> **What to work on**
Pick up the movie chat about The Grand Budapest Hotel below from where it stops, and keep its voice.

> **Document segment**
Nathan & Tyler Go To The Movies: The Grand Budapest Hotel

Box-office medalist The Grand Budapest Hotel went nationwide on Friday; Nathan & Tyler made haste in screening up. Herewith, their thoughts.

Two rooms, please.

Two rooms, please.

Tyler: Well, Nathan, I keep trying to write a fanciful lead into this chat, but the pleasures of this film keep popping off like candied distractions when I try to pin one down. So I’ll start instead with this frame, which caught my eye this morning as I pored over a webpile of critical raves.

Martin Scali/Fox Searchlight.

My first film teacher ever, the esteemed Mr. Dehring, made occasional habit of pausing the VHS tapes we screened in class and muttering “Mm mm mm. Look at that shot.”  I think of that here, ’cause mm mm mm, look at that shot. Also, you better believe I want some Mendl’s confections.

> **Extracted data**
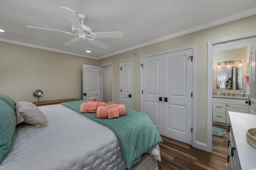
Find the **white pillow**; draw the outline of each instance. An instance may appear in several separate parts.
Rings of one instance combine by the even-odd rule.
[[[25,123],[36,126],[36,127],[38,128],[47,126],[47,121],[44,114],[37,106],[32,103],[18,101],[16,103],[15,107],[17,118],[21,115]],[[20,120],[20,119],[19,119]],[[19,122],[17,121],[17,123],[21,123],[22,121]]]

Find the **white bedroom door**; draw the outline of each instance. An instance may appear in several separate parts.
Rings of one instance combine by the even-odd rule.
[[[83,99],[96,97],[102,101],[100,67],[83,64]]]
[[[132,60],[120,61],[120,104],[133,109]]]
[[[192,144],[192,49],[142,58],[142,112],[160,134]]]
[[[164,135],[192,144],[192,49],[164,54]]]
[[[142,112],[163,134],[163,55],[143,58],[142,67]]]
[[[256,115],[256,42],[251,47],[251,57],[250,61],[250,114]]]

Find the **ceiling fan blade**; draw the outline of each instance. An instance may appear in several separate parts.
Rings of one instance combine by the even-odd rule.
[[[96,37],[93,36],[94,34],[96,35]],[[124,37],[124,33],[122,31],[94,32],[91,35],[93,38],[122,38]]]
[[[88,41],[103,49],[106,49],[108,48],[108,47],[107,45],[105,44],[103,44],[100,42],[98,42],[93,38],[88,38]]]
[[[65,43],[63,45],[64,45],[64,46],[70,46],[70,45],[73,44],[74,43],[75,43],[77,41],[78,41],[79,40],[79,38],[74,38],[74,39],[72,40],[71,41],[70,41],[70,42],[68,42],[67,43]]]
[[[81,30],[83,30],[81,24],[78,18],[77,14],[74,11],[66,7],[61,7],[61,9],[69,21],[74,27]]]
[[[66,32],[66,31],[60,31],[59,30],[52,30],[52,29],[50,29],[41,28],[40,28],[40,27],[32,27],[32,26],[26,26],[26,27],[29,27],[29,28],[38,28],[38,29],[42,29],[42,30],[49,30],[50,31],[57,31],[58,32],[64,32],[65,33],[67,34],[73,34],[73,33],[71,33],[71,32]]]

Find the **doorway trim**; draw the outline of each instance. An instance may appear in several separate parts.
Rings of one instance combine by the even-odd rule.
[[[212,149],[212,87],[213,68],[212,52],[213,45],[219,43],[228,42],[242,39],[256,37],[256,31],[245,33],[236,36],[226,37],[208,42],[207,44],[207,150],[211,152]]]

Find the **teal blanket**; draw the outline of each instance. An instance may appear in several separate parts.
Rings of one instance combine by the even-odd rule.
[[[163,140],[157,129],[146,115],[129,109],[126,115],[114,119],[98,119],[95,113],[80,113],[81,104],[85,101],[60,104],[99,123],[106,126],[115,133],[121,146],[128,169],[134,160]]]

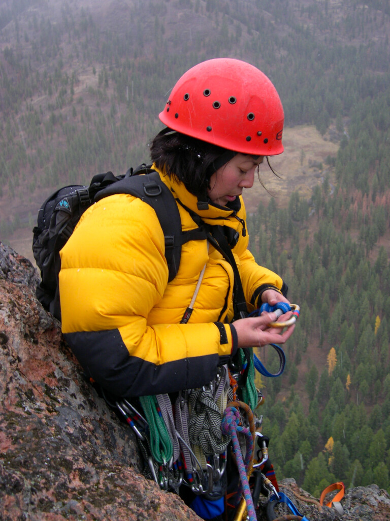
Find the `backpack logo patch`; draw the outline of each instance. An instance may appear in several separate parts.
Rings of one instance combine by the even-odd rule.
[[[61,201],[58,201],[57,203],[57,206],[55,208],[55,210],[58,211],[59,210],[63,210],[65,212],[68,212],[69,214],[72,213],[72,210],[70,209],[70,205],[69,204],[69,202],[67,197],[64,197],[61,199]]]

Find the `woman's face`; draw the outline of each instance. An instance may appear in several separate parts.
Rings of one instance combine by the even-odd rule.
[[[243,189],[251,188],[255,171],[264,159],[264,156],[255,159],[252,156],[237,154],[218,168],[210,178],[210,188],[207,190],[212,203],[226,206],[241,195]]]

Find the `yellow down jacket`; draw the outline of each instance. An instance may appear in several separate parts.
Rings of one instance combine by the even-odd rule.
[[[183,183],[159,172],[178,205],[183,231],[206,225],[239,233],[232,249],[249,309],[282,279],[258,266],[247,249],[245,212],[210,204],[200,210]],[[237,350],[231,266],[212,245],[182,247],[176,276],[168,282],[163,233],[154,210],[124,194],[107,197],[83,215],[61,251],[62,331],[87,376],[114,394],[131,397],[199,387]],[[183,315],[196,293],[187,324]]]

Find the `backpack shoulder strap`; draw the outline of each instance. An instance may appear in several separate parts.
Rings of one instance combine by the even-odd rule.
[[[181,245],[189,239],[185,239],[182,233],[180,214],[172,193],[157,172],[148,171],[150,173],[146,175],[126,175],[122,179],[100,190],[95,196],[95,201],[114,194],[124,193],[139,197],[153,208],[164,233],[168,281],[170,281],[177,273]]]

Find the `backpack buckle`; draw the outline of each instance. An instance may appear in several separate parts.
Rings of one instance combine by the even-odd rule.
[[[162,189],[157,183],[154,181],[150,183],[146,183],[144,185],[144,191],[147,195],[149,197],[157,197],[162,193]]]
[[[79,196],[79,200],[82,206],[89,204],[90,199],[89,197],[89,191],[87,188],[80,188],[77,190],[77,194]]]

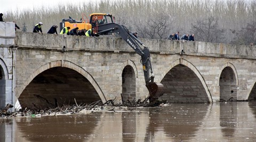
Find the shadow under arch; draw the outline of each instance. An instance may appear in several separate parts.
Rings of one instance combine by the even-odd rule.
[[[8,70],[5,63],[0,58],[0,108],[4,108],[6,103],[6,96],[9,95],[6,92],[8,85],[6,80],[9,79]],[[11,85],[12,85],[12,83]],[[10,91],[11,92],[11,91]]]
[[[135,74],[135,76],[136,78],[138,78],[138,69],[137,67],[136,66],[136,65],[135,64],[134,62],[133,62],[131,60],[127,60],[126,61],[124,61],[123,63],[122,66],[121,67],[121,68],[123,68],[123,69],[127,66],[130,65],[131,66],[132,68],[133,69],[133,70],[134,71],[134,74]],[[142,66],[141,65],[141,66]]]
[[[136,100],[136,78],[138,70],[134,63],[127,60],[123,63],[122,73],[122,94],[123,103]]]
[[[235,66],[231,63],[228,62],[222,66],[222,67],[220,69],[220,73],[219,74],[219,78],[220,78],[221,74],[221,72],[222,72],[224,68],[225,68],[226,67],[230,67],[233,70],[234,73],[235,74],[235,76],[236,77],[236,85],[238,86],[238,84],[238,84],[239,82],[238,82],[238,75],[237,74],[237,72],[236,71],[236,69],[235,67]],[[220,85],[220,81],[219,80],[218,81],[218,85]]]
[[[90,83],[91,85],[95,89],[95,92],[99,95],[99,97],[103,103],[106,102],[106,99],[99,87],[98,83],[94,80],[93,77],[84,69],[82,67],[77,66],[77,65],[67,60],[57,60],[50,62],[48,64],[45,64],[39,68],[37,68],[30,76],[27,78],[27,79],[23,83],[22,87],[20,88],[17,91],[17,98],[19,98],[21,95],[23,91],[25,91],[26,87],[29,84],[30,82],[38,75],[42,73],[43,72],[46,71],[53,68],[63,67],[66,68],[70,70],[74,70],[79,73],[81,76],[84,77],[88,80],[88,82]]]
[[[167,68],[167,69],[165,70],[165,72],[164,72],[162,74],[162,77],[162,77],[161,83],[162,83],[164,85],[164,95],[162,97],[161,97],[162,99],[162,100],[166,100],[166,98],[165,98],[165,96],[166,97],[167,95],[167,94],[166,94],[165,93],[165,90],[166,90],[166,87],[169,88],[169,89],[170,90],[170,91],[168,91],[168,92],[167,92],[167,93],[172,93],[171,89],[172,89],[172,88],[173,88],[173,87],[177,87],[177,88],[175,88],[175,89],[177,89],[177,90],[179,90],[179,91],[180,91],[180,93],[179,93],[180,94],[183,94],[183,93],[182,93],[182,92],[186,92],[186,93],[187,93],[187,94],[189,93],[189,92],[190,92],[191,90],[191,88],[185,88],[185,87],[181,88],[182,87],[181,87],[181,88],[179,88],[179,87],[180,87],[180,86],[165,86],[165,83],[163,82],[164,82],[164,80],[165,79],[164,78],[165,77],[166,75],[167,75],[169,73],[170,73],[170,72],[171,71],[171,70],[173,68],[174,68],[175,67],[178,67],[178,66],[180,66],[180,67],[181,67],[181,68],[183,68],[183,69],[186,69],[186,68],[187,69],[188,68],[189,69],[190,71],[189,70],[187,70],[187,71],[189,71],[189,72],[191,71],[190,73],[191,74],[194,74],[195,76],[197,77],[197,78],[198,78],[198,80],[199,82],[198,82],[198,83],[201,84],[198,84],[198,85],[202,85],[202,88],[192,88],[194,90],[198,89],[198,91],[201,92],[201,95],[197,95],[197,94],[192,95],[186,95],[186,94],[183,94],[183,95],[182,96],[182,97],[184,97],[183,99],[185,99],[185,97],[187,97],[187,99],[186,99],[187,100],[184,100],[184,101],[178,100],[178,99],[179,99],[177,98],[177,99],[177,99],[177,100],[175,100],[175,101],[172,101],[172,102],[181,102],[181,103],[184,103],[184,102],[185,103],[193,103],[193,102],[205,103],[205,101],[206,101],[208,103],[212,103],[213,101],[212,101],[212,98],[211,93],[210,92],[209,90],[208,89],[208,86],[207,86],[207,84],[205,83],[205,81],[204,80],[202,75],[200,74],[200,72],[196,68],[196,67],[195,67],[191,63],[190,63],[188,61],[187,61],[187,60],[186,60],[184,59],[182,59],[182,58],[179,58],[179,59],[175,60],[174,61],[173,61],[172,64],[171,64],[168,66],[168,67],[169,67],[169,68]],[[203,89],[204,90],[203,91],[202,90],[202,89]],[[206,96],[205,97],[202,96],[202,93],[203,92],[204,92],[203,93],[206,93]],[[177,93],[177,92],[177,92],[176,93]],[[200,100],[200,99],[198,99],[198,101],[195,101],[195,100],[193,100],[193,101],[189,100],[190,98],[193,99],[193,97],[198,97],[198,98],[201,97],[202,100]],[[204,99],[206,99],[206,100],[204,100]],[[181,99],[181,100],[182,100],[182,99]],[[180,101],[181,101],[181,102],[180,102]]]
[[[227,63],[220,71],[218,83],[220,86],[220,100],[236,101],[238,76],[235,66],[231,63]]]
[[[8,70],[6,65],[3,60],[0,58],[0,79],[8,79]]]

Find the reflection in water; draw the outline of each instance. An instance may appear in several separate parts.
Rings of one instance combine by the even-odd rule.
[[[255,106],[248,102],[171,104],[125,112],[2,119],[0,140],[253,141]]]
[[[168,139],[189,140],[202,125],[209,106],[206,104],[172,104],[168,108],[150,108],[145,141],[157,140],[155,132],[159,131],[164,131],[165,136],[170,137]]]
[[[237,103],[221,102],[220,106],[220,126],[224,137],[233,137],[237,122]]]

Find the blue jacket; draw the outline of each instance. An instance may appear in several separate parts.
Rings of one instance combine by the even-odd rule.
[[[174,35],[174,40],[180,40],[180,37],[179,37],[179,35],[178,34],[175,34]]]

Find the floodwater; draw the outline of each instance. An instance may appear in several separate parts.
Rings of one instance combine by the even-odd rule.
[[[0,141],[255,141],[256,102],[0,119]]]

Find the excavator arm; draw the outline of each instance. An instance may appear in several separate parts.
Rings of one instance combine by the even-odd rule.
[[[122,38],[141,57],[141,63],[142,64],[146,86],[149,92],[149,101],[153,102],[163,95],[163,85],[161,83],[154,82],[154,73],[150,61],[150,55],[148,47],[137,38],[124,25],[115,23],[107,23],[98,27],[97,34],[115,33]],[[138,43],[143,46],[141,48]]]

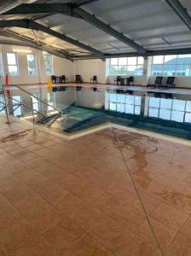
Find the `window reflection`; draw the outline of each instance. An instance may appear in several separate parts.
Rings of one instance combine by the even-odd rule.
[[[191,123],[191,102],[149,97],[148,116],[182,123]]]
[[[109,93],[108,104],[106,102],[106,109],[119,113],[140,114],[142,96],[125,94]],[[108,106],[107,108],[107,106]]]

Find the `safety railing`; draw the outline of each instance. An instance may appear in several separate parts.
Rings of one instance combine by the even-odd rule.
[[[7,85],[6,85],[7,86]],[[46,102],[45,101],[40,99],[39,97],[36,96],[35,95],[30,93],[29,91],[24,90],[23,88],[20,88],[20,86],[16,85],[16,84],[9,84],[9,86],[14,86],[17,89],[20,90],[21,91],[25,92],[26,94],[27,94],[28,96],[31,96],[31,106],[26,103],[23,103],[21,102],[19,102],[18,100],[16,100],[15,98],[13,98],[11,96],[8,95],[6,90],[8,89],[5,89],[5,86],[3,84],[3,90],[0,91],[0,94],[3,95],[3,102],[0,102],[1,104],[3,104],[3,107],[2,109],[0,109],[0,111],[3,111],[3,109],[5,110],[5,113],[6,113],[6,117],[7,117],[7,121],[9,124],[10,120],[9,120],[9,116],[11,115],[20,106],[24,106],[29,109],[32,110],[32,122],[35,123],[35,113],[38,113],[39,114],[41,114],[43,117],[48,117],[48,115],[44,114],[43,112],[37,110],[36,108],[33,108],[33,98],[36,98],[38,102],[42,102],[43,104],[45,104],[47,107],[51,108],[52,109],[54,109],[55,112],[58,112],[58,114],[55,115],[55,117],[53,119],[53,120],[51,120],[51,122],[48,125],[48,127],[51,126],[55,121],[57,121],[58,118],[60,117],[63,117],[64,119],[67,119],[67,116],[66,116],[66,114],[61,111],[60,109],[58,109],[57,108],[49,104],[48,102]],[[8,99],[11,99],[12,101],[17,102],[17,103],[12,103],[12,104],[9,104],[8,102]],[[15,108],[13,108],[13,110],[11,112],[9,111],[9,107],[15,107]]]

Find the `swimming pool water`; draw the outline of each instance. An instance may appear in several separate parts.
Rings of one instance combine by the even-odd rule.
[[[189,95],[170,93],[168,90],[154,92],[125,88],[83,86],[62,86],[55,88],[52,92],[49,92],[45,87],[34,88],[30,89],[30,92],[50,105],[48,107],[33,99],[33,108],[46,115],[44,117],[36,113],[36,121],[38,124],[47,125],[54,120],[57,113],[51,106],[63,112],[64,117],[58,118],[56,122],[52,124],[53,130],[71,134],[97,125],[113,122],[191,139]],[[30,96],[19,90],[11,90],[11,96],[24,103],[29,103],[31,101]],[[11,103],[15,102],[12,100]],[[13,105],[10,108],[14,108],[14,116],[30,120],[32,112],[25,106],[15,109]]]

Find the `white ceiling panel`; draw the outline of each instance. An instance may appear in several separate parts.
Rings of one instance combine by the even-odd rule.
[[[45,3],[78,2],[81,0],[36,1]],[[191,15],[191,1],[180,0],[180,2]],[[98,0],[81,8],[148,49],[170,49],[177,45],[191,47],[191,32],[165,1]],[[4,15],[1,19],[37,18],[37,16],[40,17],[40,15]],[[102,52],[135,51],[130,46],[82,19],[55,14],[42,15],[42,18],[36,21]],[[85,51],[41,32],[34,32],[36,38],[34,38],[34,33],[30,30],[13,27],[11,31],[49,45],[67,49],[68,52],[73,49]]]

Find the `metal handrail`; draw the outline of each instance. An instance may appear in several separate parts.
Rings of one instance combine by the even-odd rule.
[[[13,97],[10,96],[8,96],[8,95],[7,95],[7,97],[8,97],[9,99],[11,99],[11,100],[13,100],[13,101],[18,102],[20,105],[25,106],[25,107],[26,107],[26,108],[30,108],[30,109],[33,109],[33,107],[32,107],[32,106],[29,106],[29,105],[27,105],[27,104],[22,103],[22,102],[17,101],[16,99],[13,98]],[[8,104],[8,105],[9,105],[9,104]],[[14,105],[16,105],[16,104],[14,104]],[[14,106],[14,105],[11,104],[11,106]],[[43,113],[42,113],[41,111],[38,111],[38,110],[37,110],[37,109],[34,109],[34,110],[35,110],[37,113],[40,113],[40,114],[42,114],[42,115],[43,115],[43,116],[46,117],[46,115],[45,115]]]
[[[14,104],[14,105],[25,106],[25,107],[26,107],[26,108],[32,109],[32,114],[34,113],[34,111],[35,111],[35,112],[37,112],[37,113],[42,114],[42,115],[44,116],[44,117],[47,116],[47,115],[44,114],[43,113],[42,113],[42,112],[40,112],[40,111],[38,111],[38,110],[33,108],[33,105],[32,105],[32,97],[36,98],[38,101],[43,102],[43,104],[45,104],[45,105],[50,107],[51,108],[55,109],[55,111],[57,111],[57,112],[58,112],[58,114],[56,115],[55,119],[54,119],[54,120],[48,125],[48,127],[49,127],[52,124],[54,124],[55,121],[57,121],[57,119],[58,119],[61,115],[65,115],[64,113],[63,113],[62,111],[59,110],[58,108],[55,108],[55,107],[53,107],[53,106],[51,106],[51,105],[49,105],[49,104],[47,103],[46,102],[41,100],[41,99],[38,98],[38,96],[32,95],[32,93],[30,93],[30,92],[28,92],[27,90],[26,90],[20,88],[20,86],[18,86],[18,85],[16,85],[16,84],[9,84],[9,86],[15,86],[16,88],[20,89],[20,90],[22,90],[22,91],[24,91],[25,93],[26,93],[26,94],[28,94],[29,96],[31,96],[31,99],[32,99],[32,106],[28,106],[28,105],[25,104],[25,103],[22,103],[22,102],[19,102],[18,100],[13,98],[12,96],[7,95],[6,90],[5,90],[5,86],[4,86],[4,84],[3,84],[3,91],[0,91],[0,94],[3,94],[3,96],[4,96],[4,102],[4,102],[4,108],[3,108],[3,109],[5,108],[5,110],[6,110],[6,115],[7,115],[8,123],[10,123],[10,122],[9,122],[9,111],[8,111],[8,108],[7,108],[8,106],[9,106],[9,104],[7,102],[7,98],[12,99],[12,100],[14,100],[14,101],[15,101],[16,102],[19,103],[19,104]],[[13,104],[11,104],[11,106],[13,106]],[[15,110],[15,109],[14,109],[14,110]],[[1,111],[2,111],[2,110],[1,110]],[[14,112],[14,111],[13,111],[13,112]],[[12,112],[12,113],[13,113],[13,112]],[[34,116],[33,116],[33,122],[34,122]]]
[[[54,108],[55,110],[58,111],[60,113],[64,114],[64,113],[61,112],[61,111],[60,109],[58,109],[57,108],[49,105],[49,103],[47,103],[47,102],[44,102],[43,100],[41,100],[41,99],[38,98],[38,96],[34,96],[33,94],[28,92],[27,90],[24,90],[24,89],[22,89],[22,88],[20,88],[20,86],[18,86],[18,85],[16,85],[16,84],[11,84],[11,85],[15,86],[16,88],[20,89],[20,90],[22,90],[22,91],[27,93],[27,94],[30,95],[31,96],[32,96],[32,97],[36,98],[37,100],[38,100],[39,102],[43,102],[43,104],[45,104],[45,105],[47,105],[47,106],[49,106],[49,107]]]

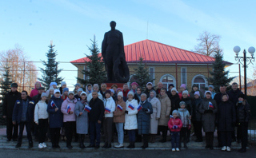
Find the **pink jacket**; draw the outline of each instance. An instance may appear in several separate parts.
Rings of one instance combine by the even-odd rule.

> **Answer to the task**
Nathan: If you don’t want to go to a good confectionary after watching The Grand Budapest Hotel, then there’s something dreadfully wrong with you. But Mendl’s actually serves as a nice way to look at the entire film for me. Those boxes, especially when stacked to the heavens like a scene from Willy Wonka and the Chocolate Factory, are infinitely more attractive than the cakes within. (I don’t think this myself, but we all know that there some who view Anderson’s work as “nice packaging.” For them it’s great until you actually unwrap it to see what’s inside.)

I want to swoon and drool over Anderson’s kaleidoscope of interior decorating, but before we do that I’d like to ask what you see when you unwrap this movie. Is it sheer whimsy? It it something more?

Screen Shot 2014-03-24 at 11.08.38 PM

Blueprint of the actual Grand Budapest Hotel.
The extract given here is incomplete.